● **The problem**
List each line below that contains the string "target", matching case exactly.

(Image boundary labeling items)
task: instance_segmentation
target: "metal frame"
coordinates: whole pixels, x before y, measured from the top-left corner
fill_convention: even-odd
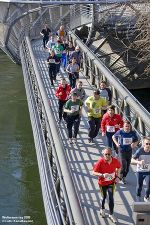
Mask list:
[[[67,157],[25,34],[20,52],[47,222],[84,225]]]
[[[1,0],[1,2],[11,3],[38,3],[46,5],[54,4],[114,4],[114,3],[126,3],[126,2],[137,2],[138,0]]]
[[[73,32],[70,32],[70,39],[82,51],[83,73],[89,82],[96,88],[101,80],[106,80],[112,89],[117,112],[131,122],[141,138],[150,135],[150,113]]]

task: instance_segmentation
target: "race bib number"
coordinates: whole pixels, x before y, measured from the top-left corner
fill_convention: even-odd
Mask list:
[[[106,130],[107,130],[107,132],[113,133],[113,132],[115,132],[115,127],[114,126],[107,126]]]
[[[59,55],[59,54],[61,54],[61,51],[59,49],[55,49],[55,54]]]
[[[131,145],[132,138],[123,138],[123,145]]]
[[[101,113],[101,109],[93,109],[94,110],[94,114],[99,114]]]
[[[49,63],[55,63],[55,59],[49,59]]]
[[[71,106],[71,111],[72,112],[79,111],[79,105],[73,105],[73,106]]]
[[[144,165],[141,166],[140,169],[144,170],[144,171],[150,171],[150,164],[144,164]]]
[[[110,173],[108,177],[105,178],[105,181],[110,181],[115,179],[115,172],[114,173]]]

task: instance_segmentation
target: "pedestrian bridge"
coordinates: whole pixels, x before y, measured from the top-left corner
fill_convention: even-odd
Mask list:
[[[73,9],[77,9],[76,7]],[[80,10],[82,7],[80,6]],[[48,11],[44,9],[42,12],[39,12],[39,9],[33,12],[33,9],[31,9],[30,18],[28,13],[25,15],[25,12],[24,16],[18,15],[19,10],[23,11],[24,9],[16,8],[14,14],[7,18],[14,27],[7,28],[6,34],[8,37],[5,35],[5,38],[1,41],[1,46],[13,60],[21,60],[47,224],[112,224],[108,217],[102,219],[99,215],[100,193],[97,178],[92,175],[92,167],[101,155],[105,146],[105,139],[99,134],[94,143],[88,143],[88,120],[86,109],[83,107],[77,143],[68,144],[65,123],[62,122],[58,126],[56,122],[58,120],[58,105],[54,96],[55,88],[58,86],[61,77],[68,79],[67,74],[61,68],[61,75],[57,76],[56,83],[53,87],[50,85],[48,68],[45,62],[48,52],[43,50],[42,40],[39,38],[39,31],[43,25],[41,21],[50,21],[51,28],[56,29],[56,21],[58,25],[64,19],[66,23],[68,20],[70,21],[70,17],[68,17],[68,10],[70,9],[62,7],[60,11],[58,8],[55,8],[55,10],[49,8]],[[54,15],[58,12],[57,10],[59,14]],[[75,12],[71,14],[72,19],[76,18],[77,12],[78,17],[81,13],[81,11]],[[82,14],[80,24],[85,22],[83,17],[91,18],[89,15],[92,15],[92,13],[89,13],[89,9],[87,13],[88,16]],[[65,18],[61,18],[64,14]],[[36,20],[33,20],[34,17]],[[140,138],[150,135],[149,112],[74,34],[71,24],[73,24],[73,21],[69,23],[69,39],[73,41],[74,45],[80,46],[83,54],[80,79],[83,81],[86,95],[92,95],[92,90],[98,86],[99,81],[106,80],[112,89],[113,104],[116,105],[117,112],[131,122]],[[75,24],[72,26],[75,26]],[[115,215],[118,218],[118,224],[138,224],[138,221],[134,223],[132,216],[136,187],[134,167],[131,167],[127,181],[127,185],[123,185],[121,182],[117,185]],[[108,206],[106,209],[108,212]]]

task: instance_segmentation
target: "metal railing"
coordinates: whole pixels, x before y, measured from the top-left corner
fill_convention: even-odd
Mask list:
[[[24,82],[48,225],[84,225],[66,153],[55,124],[30,40],[20,45]],[[74,210],[75,209],[75,210]]]
[[[150,135],[150,113],[73,32],[70,32],[69,36],[74,45],[78,45],[81,49],[83,73],[93,87],[99,87],[101,80],[107,81],[112,90],[112,102],[116,105],[117,112],[131,122],[141,138]]]
[[[93,4],[93,3],[124,3],[124,2],[137,2],[138,0],[0,0],[1,2],[11,2],[11,3],[38,3],[38,4]]]

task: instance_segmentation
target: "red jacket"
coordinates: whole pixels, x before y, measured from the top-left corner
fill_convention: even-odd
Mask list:
[[[66,84],[65,88],[60,84],[55,91],[55,96],[61,101],[66,101],[69,98],[70,91],[71,87],[69,84]],[[62,94],[60,95],[60,93]]]
[[[119,127],[116,127],[115,125],[119,125]],[[114,114],[112,117],[109,116],[109,114],[106,112],[102,118],[101,121],[101,130],[102,132],[106,132],[107,126],[115,127],[115,131],[119,130],[123,127],[123,119],[119,114]],[[107,130],[108,131],[108,130]]]
[[[116,179],[116,169],[120,169],[121,164],[118,159],[112,157],[111,163],[106,162],[106,160],[102,157],[96,162],[96,164],[93,167],[94,172],[98,173],[109,173],[110,176],[108,178],[98,177],[98,184],[100,186],[106,186],[109,184],[115,183]]]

● **The reply**
target: "metal frame"
target: "race bib number"
target: "pedestrian bridge"
target: "metal railing"
target: "red jacket"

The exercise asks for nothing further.